Ce voyage m’a montré à quel point Madagascar est beau, mais aussi à quel point il est difficile, surtout en ce qui concerne les routes. Chaque voyage peut devenir une aventure. Il faut être patient, prudent, mais aussi ouvert à ce que l’on découvre en chemin.

Culture, croyances et réalités : l’autre visage de Madagascar

Au cours de ce voyage, nous avons traversé des régions habitées par trois groupes ethniques principaux : les Tanosy, les Antandroy et les Mahafaly. Ce sont des peuples aux traditions très riches que l’on ne voit pas souvent dans les grandes villes.

Au milieu de la RN13, nous sommes tombés sur une cérémonie funéraire. Le corps du défunt était transporté à pied, accompagné de danses traditionnelles au milieu de la route. Comme il n’y avait aucun moyen de contourner l’obstacle, nous avons dû nous arrêter. Ce qui m’a vraiment surpris, c’est qu’ils nous ont demandé de l’argent pour pouvoir continuer les funérailles, bloquant la route jusqu’à ce que nous leur donnions quelque chose. Cela reflète une certaine forme de précarité, où même la mort dépend de la solidarité des passants.

Chez les Mahafaly et les Antandroy, les funérailles ne s’arrêtent pas là. Ce sont également de grands sculpteurs. Franchement, je n’ai jamais vu de tombes aussi impressionnantes ailleurs à Madagascar. Certaines font plus de 300 mètres carrés et sont décorées de bois sculpté, de crânes de zébus ou de dessins représentant ce que la personne aimait dans sa vie. Ce n’est pas seulement une tombe, c’est une œuvre d’art et un hommage à toute une vie. On m’a dit que plus il y a de crânes, plus cela montre que la famille est riche, respectée et généreuse. C’est une véritable source de fierté locale.

Mais derrière cette richesse culturelle se cache une réalité très dure : la pénurie d’eau. Cette région est sèche, aride et pleine d’épines, d’où le nom Antandroy, qui signifie « le peuple des épines ». Une scène m’a particulièrement marqué : nous sommes tombés sur un taxi-brousse en panne dans une sorte de lit de rivière asséché que nous devions traverser. Il ne restait presque plus d’eau. Pendant que nous attendions, les passagers sont sortis. Certains se sont lavé le visage, d’autres se sont brossé les dents, d’autres encore ont fait leurs besoins sur place et se sont même lavé les parties intimes. Tous dans la même petite flaque d’eau. Franchement, j’étais à la fois ému et choqué.

Consigne: Recopiez mot pour mot le passage du récit sur Madagascar qui s'ouvre sur les mots contenant « Culture, croyances et » et s'achève sur « les grandes villes. ». Les items présentés ensuite proviennent d'une source distincte.

Données fournies:
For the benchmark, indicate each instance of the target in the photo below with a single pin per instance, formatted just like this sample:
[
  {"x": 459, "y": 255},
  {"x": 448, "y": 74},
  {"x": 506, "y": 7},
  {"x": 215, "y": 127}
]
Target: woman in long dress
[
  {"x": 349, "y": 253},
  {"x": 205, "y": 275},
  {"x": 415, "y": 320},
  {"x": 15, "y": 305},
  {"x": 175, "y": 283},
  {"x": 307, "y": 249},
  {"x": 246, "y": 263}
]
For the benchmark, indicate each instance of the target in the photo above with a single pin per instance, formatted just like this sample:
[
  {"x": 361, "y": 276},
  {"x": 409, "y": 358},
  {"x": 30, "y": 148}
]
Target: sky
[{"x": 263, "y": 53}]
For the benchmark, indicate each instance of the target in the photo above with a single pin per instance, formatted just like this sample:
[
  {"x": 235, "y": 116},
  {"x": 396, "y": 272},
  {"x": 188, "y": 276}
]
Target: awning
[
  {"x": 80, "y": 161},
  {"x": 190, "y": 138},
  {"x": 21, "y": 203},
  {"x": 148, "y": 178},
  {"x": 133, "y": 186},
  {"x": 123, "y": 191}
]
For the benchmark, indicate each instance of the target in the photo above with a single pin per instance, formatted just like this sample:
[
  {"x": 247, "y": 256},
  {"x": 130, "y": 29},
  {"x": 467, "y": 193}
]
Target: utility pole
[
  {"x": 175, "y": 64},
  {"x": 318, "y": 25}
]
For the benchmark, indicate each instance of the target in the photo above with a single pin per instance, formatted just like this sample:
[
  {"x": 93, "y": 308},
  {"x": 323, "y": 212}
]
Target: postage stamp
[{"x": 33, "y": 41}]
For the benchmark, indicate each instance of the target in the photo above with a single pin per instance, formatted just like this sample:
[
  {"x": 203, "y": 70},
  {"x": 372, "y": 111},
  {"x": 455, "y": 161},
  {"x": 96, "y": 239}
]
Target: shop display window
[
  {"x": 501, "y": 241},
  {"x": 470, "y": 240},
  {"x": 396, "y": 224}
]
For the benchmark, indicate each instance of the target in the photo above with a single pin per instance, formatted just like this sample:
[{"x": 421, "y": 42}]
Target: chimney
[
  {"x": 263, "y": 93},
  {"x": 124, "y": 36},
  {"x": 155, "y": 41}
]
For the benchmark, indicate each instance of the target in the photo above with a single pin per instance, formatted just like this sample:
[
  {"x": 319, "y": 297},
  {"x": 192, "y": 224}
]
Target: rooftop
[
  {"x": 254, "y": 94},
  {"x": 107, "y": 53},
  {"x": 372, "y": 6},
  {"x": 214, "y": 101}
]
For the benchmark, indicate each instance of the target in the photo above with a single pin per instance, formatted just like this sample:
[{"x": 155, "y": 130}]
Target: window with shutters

Réponse:
Culture, croyances et réalités : l’autre visage de Madagascar

Au cours de ce voyage, nous avons traversé des régions habitées par trois groupes ethniques principaux : les Tanosy, les Antandroy et les Mahafaly. Ce sont des peuples aux traditions très riches que l’on ne voit pas souvent dans les grandes villes.